━━━ Lesetext ━━━

Potsdam, 23. April 2024 – Ein verfassungsrechtliches und ein gesundheitsökonomisches Gutachten entkräften die vom Bundesgesundheitsministerium (BMG) vorgestellten Eckpunkte für eine Apothekenreform. Obwohl der Referentenentwurf für eine von Bundesgesundheitsminister Karl Lauterbach seit Monaten angekündigte Apothekenreform noch nicht vorliegt, hatte die ABDA – Bundesvereinigung Deutscher Apothekerverbände zwei Studien beauftragt. Einerseits sollte juristisch geklärt werden, ob die von Minister Lauterbach verfolgte „Apotheke ohne Apothekerin oder Apotheker“ zulässig ist. Andererseits wurde wirtschaftlich geprüft, wie sich die vom Ministerium angekündigte Umverteilung des Apothekenhonorars auf die chronisch unterfinanzierten Apotheken auswirken würde.

━━━

Durchzuführende Aufgaben:
1 – Gib aus dem Text zur Apothekenreform den Abschnitt von „Potsdam, 23. April“ bis „Apotheken auswirken würde.“ wortgetreu wieder.
2 – Welche Organisation hat laut dem Text zur Apothekenreform die beiden Studien beauftragt?

━━━ Bereitgestellte Daten ━━━

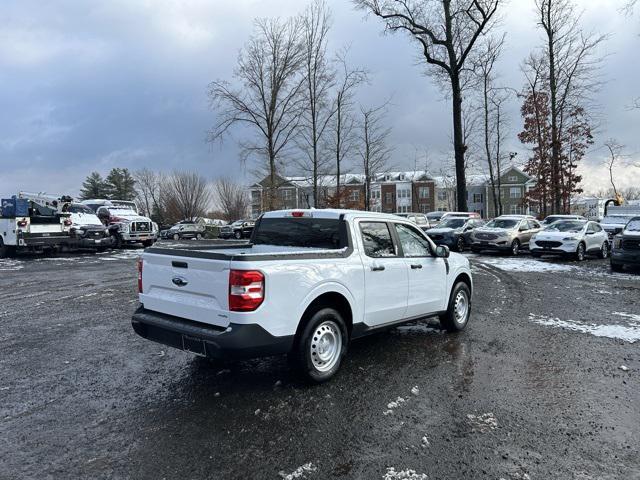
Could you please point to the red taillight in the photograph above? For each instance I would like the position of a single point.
(246, 290)
(139, 275)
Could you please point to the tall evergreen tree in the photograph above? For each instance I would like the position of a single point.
(120, 184)
(94, 186)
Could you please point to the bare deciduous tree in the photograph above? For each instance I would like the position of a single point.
(189, 193)
(447, 32)
(572, 60)
(343, 138)
(372, 149)
(615, 154)
(231, 199)
(268, 95)
(317, 108)
(493, 97)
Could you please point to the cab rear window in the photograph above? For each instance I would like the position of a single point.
(325, 233)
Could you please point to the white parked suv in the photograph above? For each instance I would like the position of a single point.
(308, 283)
(571, 237)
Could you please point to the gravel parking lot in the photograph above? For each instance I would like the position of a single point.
(534, 388)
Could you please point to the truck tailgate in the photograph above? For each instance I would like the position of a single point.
(192, 288)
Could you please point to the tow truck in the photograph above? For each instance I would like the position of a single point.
(34, 222)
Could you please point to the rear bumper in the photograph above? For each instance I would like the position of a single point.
(491, 246)
(622, 257)
(237, 341)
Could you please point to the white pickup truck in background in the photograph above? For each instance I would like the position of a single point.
(308, 283)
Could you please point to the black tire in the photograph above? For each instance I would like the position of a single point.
(604, 250)
(617, 267)
(515, 247)
(5, 250)
(302, 358)
(451, 321)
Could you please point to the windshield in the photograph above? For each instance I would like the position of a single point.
(77, 208)
(503, 223)
(326, 233)
(633, 225)
(566, 226)
(621, 219)
(452, 223)
(121, 211)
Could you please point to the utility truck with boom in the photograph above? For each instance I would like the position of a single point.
(307, 283)
(33, 222)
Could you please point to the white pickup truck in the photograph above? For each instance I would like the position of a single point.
(308, 283)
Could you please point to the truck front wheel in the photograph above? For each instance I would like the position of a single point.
(319, 350)
(458, 310)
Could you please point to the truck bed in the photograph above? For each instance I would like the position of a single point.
(249, 252)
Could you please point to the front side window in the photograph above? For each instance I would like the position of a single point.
(377, 241)
(413, 244)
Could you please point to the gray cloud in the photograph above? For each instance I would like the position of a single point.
(92, 85)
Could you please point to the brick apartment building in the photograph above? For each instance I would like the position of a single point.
(396, 192)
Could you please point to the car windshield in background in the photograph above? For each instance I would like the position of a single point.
(502, 223)
(452, 223)
(80, 209)
(325, 233)
(633, 225)
(620, 219)
(566, 226)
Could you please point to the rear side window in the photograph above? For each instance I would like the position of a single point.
(413, 244)
(325, 233)
(377, 240)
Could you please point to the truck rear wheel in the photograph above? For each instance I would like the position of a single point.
(4, 250)
(458, 310)
(318, 352)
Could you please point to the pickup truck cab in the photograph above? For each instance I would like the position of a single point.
(308, 283)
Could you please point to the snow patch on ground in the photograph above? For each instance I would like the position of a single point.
(7, 265)
(629, 333)
(299, 472)
(403, 474)
(482, 423)
(524, 265)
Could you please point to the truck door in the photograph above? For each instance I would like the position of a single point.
(386, 279)
(427, 273)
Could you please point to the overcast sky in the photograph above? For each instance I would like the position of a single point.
(91, 85)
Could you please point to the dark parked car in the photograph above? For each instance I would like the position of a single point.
(454, 232)
(239, 229)
(184, 230)
(626, 246)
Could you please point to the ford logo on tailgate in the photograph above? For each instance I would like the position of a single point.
(179, 281)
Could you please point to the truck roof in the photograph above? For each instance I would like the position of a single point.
(329, 213)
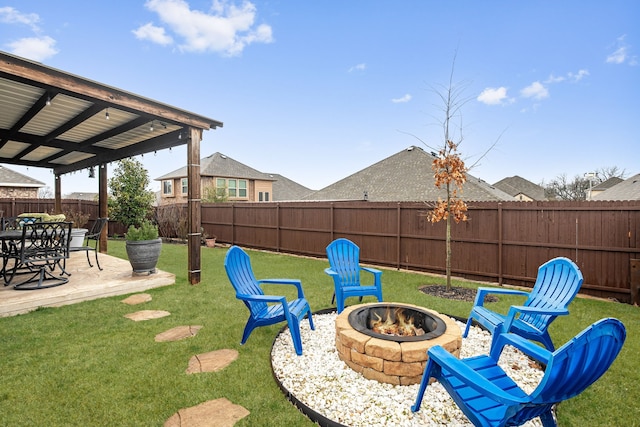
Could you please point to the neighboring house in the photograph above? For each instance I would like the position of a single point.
(285, 189)
(16, 185)
(405, 176)
(604, 185)
(629, 189)
(224, 175)
(521, 189)
(82, 196)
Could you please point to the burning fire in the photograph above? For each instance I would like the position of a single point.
(402, 325)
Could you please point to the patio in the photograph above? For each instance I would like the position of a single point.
(85, 283)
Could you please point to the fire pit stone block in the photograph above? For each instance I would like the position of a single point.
(387, 350)
(388, 361)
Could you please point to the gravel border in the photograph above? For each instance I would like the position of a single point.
(332, 394)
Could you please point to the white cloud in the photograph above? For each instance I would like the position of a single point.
(621, 53)
(493, 96)
(227, 29)
(555, 79)
(617, 57)
(37, 48)
(535, 90)
(579, 75)
(10, 15)
(406, 98)
(153, 34)
(34, 48)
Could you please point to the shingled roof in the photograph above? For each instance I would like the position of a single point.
(628, 189)
(404, 176)
(516, 185)
(11, 178)
(286, 189)
(220, 165)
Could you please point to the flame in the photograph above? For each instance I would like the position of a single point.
(402, 326)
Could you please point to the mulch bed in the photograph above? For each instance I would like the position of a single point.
(455, 293)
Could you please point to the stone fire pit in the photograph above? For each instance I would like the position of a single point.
(390, 359)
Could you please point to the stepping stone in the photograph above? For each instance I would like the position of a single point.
(214, 413)
(147, 315)
(178, 333)
(137, 299)
(213, 361)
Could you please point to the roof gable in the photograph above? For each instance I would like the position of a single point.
(404, 176)
(220, 165)
(628, 189)
(517, 185)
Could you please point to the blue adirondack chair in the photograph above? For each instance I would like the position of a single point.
(265, 309)
(345, 269)
(489, 397)
(556, 285)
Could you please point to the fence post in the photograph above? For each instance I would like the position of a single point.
(635, 281)
(500, 225)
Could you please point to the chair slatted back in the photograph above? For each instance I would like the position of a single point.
(557, 283)
(96, 228)
(344, 259)
(580, 362)
(240, 273)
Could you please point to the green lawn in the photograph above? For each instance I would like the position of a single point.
(86, 364)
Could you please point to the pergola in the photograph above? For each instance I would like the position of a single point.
(56, 120)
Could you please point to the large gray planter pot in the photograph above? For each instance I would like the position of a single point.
(143, 254)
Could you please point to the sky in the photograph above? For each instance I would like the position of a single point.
(319, 90)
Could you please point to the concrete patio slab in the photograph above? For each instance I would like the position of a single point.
(85, 283)
(214, 413)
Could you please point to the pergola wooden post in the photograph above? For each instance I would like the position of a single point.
(103, 207)
(193, 204)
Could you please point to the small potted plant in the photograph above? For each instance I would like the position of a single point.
(143, 247)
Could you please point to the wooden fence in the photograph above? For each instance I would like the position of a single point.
(503, 242)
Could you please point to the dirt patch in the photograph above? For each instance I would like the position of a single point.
(455, 293)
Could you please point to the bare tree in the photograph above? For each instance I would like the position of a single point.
(448, 167)
(607, 172)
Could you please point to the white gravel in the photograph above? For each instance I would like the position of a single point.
(324, 383)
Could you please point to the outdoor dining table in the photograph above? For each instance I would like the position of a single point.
(9, 240)
(35, 255)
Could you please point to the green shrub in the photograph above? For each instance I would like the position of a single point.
(146, 231)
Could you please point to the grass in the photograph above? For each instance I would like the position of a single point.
(86, 364)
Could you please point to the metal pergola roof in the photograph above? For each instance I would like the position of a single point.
(63, 122)
(56, 120)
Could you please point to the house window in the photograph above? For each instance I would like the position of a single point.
(185, 185)
(232, 188)
(167, 188)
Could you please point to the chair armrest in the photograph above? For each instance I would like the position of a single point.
(515, 309)
(330, 271)
(377, 274)
(373, 271)
(528, 347)
(293, 282)
(262, 298)
(483, 292)
(471, 378)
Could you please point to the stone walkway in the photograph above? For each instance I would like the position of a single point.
(215, 413)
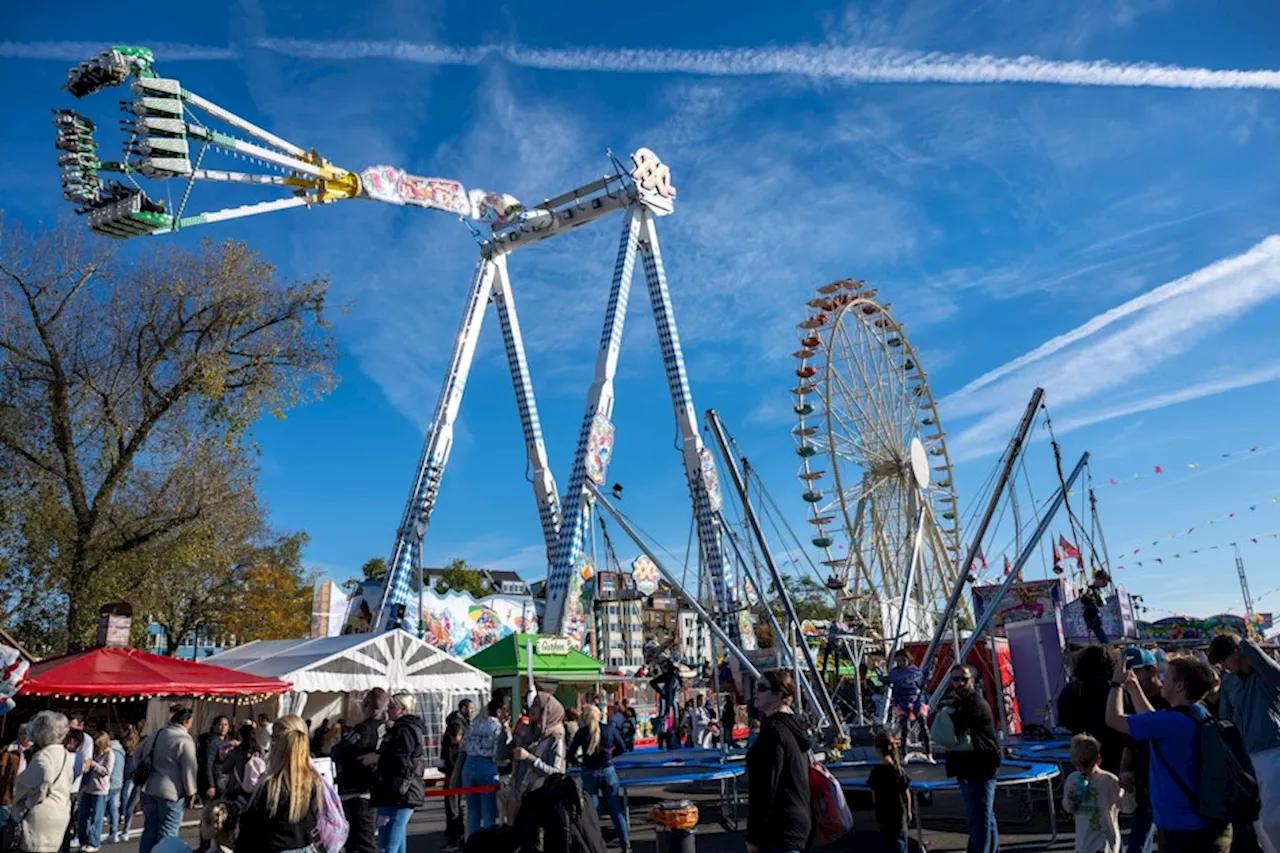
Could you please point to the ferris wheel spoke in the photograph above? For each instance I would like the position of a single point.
(876, 404)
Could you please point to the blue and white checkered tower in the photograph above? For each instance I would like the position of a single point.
(645, 194)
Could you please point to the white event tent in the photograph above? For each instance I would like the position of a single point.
(332, 674)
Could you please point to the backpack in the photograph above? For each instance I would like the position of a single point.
(1226, 790)
(944, 733)
(831, 815)
(332, 825)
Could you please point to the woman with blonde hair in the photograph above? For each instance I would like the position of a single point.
(599, 743)
(283, 812)
(400, 784)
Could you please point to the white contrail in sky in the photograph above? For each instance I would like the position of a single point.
(1264, 255)
(819, 62)
(851, 64)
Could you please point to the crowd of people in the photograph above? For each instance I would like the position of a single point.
(259, 783)
(1189, 748)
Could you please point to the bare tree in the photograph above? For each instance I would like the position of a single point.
(122, 379)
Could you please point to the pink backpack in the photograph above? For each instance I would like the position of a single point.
(332, 821)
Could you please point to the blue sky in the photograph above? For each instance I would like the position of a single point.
(999, 218)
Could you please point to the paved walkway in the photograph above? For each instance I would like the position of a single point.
(1023, 820)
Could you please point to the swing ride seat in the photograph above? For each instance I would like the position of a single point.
(129, 217)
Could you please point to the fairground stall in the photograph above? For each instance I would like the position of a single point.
(519, 661)
(332, 674)
(118, 685)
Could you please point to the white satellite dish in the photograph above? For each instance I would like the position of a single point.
(919, 463)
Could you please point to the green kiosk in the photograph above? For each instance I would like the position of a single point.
(549, 662)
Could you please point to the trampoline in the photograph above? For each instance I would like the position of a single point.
(662, 775)
(676, 757)
(933, 778)
(1022, 744)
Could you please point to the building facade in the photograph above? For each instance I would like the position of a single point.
(618, 620)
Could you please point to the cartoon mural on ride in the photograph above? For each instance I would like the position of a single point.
(456, 623)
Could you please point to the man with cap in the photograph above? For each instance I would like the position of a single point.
(1136, 760)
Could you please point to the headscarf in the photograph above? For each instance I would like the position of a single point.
(552, 721)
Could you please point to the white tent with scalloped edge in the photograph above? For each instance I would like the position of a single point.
(332, 674)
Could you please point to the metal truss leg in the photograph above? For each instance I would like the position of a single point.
(699, 465)
(406, 557)
(535, 448)
(565, 612)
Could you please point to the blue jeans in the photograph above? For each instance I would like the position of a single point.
(160, 819)
(604, 783)
(1141, 831)
(894, 839)
(114, 808)
(979, 810)
(481, 808)
(392, 828)
(88, 822)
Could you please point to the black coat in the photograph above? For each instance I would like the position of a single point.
(553, 819)
(970, 712)
(777, 771)
(401, 776)
(359, 740)
(208, 749)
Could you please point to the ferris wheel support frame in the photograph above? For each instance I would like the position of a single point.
(906, 597)
(1011, 454)
(1028, 550)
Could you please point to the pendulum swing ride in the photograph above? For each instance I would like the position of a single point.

━━━

Lösungen:
1 –
Potsdam, 23. April 2024 – Ein verfassungsrechtliches und ein gesundheitsökonomisches Gutachten entkräften die vom Bundesgesundheitsministerium (BMG) vorgestellten Eckpunkte für eine Apothekenreform. Obwohl der Referentenentwurf für eine von Bundesgesundheitsminister Karl Lauterbach seit Monaten angekündigte Apothekenreform noch nicht vorliegt, hatte die ABDA – Bundesvereinigung Deutscher Apothekerverbände zwei Studien beauftragt. Einerseits sollte juristisch geklärt werden, ob die von Minister Lauterbach verfolgte „Apotheke ohne Apothekerin oder Apotheker“ zulässig ist. Andererseits wurde wirtschaftlich geprüft, wie sich die vom Ministerium angekündigte Umverteilung des Apothekenhonorars auf die chronisch unterfinanzierten Apotheken auswirken würde.

2 – Die ABDA – Bundesvereinigung Deutscher Apothekerverbände.